Can you transcribe every entry word for word, skipping the images?

Named-object pointing records
┌──

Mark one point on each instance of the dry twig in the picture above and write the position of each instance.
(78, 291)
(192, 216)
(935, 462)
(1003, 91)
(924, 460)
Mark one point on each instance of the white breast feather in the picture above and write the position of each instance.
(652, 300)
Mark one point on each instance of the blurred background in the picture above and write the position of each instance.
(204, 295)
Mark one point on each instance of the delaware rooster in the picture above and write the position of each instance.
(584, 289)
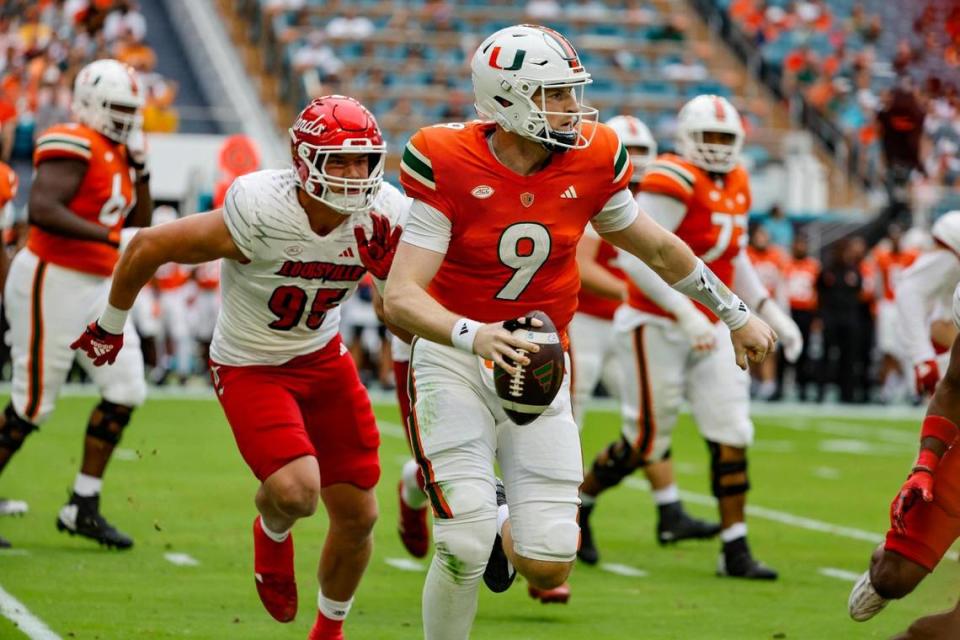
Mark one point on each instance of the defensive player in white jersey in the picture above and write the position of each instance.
(924, 287)
(294, 243)
(594, 348)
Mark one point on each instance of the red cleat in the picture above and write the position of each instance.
(558, 595)
(413, 529)
(326, 629)
(274, 574)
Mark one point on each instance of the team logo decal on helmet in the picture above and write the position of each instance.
(334, 125)
(515, 68)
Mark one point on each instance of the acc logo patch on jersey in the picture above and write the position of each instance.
(482, 192)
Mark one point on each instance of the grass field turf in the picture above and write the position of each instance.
(186, 490)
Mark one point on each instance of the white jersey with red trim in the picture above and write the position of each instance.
(284, 302)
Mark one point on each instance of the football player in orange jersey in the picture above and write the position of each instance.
(90, 192)
(499, 208)
(703, 195)
(593, 347)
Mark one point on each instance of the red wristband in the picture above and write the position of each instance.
(940, 428)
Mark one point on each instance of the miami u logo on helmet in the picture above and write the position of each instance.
(517, 59)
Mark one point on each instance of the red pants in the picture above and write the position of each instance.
(312, 405)
(932, 526)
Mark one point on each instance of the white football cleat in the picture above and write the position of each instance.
(12, 507)
(865, 602)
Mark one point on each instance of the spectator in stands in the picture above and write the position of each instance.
(900, 124)
(839, 289)
(779, 227)
(351, 25)
(800, 283)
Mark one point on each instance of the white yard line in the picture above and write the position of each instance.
(839, 574)
(29, 624)
(181, 559)
(783, 517)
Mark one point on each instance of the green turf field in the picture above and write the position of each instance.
(180, 487)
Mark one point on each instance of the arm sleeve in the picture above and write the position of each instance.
(655, 287)
(427, 228)
(666, 210)
(239, 217)
(617, 214)
(746, 281)
(918, 289)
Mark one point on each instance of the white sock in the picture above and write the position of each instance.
(333, 609)
(667, 495)
(87, 486)
(413, 496)
(734, 531)
(503, 514)
(273, 535)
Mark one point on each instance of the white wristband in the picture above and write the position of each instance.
(112, 319)
(464, 333)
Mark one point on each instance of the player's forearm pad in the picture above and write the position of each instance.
(705, 287)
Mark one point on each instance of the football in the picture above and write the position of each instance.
(527, 394)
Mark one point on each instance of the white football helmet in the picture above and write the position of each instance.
(509, 70)
(108, 99)
(946, 230)
(709, 113)
(638, 140)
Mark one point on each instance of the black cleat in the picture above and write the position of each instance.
(499, 574)
(675, 524)
(736, 561)
(81, 516)
(587, 551)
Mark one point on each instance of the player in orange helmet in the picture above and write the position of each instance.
(89, 193)
(499, 208)
(703, 196)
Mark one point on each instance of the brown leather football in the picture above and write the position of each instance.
(529, 393)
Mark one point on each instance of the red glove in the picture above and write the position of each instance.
(925, 376)
(377, 253)
(100, 346)
(918, 485)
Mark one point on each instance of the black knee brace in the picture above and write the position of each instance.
(108, 421)
(15, 430)
(719, 470)
(618, 465)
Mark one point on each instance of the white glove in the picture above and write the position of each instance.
(699, 330)
(137, 150)
(787, 330)
(126, 235)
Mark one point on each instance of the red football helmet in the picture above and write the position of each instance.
(336, 125)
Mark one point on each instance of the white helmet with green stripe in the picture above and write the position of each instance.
(512, 72)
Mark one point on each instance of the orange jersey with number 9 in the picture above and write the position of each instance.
(105, 196)
(513, 238)
(715, 223)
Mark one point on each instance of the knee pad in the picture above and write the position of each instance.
(720, 470)
(463, 547)
(108, 421)
(618, 464)
(15, 430)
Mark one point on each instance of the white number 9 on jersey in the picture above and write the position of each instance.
(524, 247)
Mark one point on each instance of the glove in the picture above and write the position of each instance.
(137, 151)
(377, 253)
(699, 330)
(926, 374)
(787, 330)
(918, 485)
(99, 345)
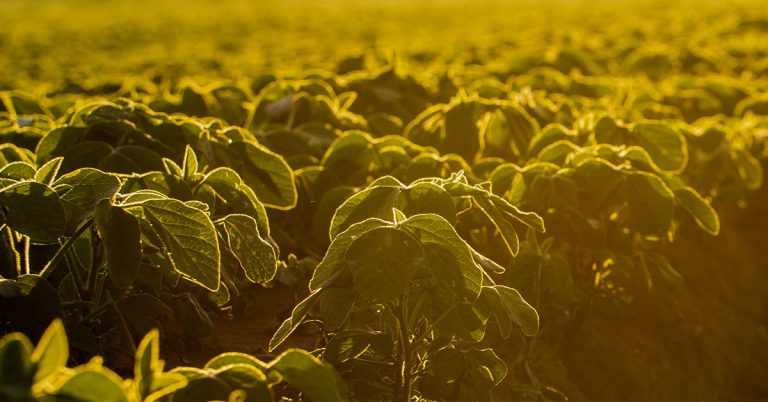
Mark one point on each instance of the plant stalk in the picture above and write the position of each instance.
(46, 271)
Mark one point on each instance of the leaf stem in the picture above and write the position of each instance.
(93, 270)
(27, 257)
(12, 244)
(46, 271)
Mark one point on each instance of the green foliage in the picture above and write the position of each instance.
(42, 374)
(418, 197)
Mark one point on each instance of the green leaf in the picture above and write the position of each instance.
(315, 379)
(447, 364)
(47, 173)
(290, 323)
(190, 240)
(383, 261)
(504, 227)
(373, 202)
(700, 209)
(82, 189)
(346, 345)
(35, 210)
(89, 383)
(336, 304)
(264, 171)
(598, 179)
(651, 203)
(17, 371)
(509, 307)
(333, 262)
(226, 359)
(52, 351)
(18, 171)
(664, 144)
(247, 378)
(386, 193)
(530, 219)
(237, 197)
(190, 166)
(121, 237)
(487, 365)
(448, 255)
(253, 253)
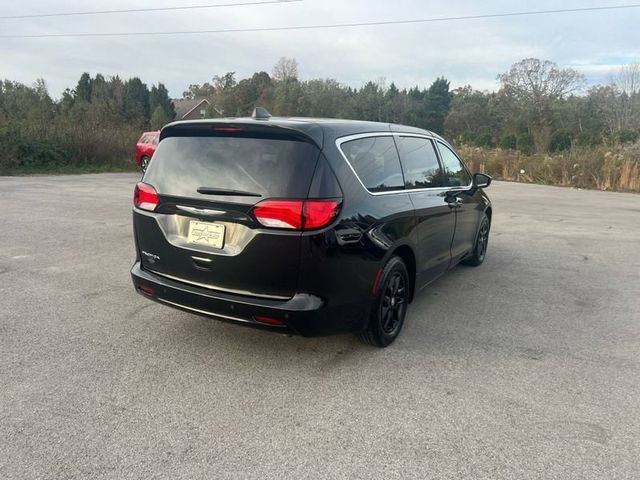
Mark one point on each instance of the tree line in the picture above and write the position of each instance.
(539, 108)
(95, 124)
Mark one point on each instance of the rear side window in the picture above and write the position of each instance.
(375, 161)
(457, 175)
(271, 168)
(419, 163)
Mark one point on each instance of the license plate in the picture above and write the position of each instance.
(203, 233)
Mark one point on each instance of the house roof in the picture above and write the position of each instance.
(184, 107)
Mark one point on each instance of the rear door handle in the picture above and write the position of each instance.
(455, 202)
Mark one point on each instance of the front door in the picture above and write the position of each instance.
(467, 208)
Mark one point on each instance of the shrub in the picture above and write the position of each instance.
(560, 141)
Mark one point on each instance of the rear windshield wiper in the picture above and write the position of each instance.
(225, 191)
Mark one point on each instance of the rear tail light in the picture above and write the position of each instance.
(145, 197)
(296, 214)
(280, 213)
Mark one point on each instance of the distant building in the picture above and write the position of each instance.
(191, 109)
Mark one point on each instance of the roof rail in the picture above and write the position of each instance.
(260, 113)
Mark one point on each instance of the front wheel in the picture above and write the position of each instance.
(482, 241)
(389, 306)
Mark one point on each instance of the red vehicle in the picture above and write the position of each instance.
(145, 148)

└──

_WRITTEN ANSWER:_
Mark one point on each instance of the dry twig in the picture above and write the position of each instance.
(78, 291)
(192, 216)
(935, 462)
(1003, 91)
(924, 460)
Mark one point on each instance of the white breast feather in the picture above and write the position of each instance.
(652, 300)
Mark one point on each instance of the blurred background in the picture above and write the position of each instance.
(204, 295)
Mark one point on each instance of the delaware rooster in the picture above and write the position of each instance.
(584, 289)
Mark one point on each instance of the defensive player in white jersey in the picture above and write the position of each instance.
(924, 287)
(294, 243)
(594, 348)
Mark one point on each instance of the red cleat in the picture above and write the position of each instance.
(558, 595)
(413, 529)
(326, 629)
(274, 574)
Mark one point on each instance of the team logo decal on helmet in the picture above and write the position of each instance.
(334, 125)
(515, 68)
Mark one point on each instance of the acc logo patch on jersey in the picture above and write the position of each instance.
(482, 192)
Mark one point on each instance of the grass field turf in the picture above and write the position of each instance.
(186, 490)
Mark one point on each instance of the white jersey with red trim in the picture above and write the position of each instance.
(284, 302)
Mark one point on each instance of the football player in orange jersey in the picture above and write the position of each instance.
(90, 192)
(499, 208)
(703, 195)
(593, 347)
Mark one point on each instance of the red wristband in the picture above and write the position of each instance.
(940, 428)
Mark one point on each instance of the miami u logo on helmet in the picture above and write the position of each instance.
(517, 59)
Mark one point on each instance of the red pants in the picture above and write the position of each instance.
(312, 405)
(932, 526)
Mark one point on each instance of the white football cleat in the picture above and write the position of each instance.
(12, 507)
(865, 602)
Mark one point on each instance of the spectator in stands in the picture above and write the position of each instance.
(900, 124)
(839, 289)
(779, 227)
(351, 25)
(800, 283)
Mark one point on each instance of the white yard line in the picture above and write the position of each instance.
(839, 574)
(29, 624)
(181, 559)
(783, 517)
Mark one point on each instance of the green turf field in the picture above and write the position of each instance.
(180, 487)
Mark one point on each instance of the arm sleeve in the picture above and write the position of each instance.
(655, 287)
(427, 228)
(666, 210)
(239, 217)
(617, 214)
(746, 281)
(918, 289)
Mark one point on each instance of the white sock in the picture above and write the position of each instance.
(333, 609)
(667, 495)
(87, 486)
(413, 496)
(734, 531)
(503, 514)
(273, 535)
Mark one point on each instance of the white wristband in the picture above and write the position of each instance.
(112, 319)
(464, 333)
Mark one point on each instance of the player's forearm pad in the picture above and write the position of each instance.
(705, 287)
Mark one point on each instance of the football in the picture above and write the position of each instance.
(527, 394)
Mark one point on each instance of the white football helmet in the picture above and write the position of each instance.
(509, 70)
(108, 99)
(946, 230)
(709, 113)
(638, 140)
Mark one point on each instance of the black cleat in the picture above and write the position of each instance.
(499, 574)
(675, 524)
(736, 561)
(81, 516)
(587, 551)
Mark one point on each instance of the player in orange helmet in the picture above and write the position of each instance.
(89, 193)
(499, 208)
(703, 196)
Mark one point on each instance of the brown leather football in the picture above and write the position of each instance.
(529, 393)
Mark one point on each instance of the red glove in the picture above and write the position of each instance.
(925, 376)
(377, 253)
(100, 346)
(918, 485)
Mark one point on each instance of the black knee brace in the picture above and write the position of each instance.
(108, 421)
(15, 430)
(719, 470)
(618, 465)
Mark one point on each instance of the white glove in the picture above and write the position of each instance.
(699, 330)
(137, 150)
(787, 330)
(126, 235)
Mark one point on each instance of the red football helmet in the picture above and write the position of each instance.
(336, 125)
Mark one point on each instance of the white helmet with green stripe in the picture above and write the position of each instance.
(512, 72)
Mark one point on each instance of the orange jersey with number 9 in the picture above and write the position of each instance.
(105, 196)
(513, 238)
(715, 223)
Mark one point on each instance of the knee pad in the picture above and write the position of each instance.
(720, 470)
(463, 547)
(108, 421)
(618, 464)
(15, 430)
Mark one point on each instance of the white number 9 on jersey in the picture above and write the position of each instance.
(524, 247)
Mark one point on each instance of the glove in the picture above and write the position of each instance.
(137, 151)
(377, 253)
(699, 330)
(926, 374)
(787, 330)
(918, 485)
(99, 345)
Mark one point on each instance of the plant stalk in the picture above and write the position of each instance.
(46, 271)
Mark one point on each instance of the leaf stem in the picture above and write the position of each instance.
(93, 270)
(27, 257)
(12, 244)
(46, 271)
Mark one point on each instance of the green foliage in the picture above and write the position of each instance.
(42, 374)
(418, 197)
Mark one point on each instance of the green leaf in the picture above and write the position of each instance.
(315, 379)
(447, 364)
(47, 173)
(290, 323)
(190, 240)
(383, 261)
(504, 227)
(373, 202)
(700, 209)
(82, 189)
(346, 345)
(35, 210)
(89, 383)
(336, 304)
(264, 171)
(598, 179)
(651, 203)
(17, 371)
(509, 307)
(333, 262)
(226, 359)
(52, 351)
(18, 171)
(664, 144)
(247, 378)
(386, 193)
(530, 219)
(237, 197)
(190, 166)
(121, 237)
(487, 365)
(448, 255)
(253, 253)
Mark one point on each instance of the tree line in the picture above and write the position of each instance.
(539, 108)
(95, 124)
Mark one point on each instance of the rear side window in the picture above and write the position of each instance.
(375, 161)
(457, 175)
(271, 168)
(419, 163)
Mark one point on each instance of the license plate in the picture above and write the position of each instance.
(203, 233)
Mark one point on each instance of the house roof in the picture above and write the position of each instance.
(184, 107)
Mark one point on each instance of the rear door handle in the picture above and write the position of each instance.
(455, 202)
Mark one point on each instance of the front door in the picture above and write the position of each instance.
(467, 208)
Mark one point on each instance of the shrub in the picture above and write the position of each instance.
(560, 141)
Mark one point on each instance of the rear windshield wiper in the picture above and write the position of each instance.
(225, 191)
Mark one point on each instance of the rear tail light in the picture above and write the position of each instance.
(145, 197)
(296, 214)
(280, 213)
Mark one point on each instance of the distant building in the picture above and write the position of each instance.
(191, 109)
Mark one point on each instance of the roof rail in the picture above and write the position of each instance.
(260, 113)
Mark one point on each instance of the front wheel in the picture above and write the position of each instance.
(482, 241)
(389, 306)
Mark one point on each instance of the red vehicle in the picture above and write the position of each instance.
(145, 148)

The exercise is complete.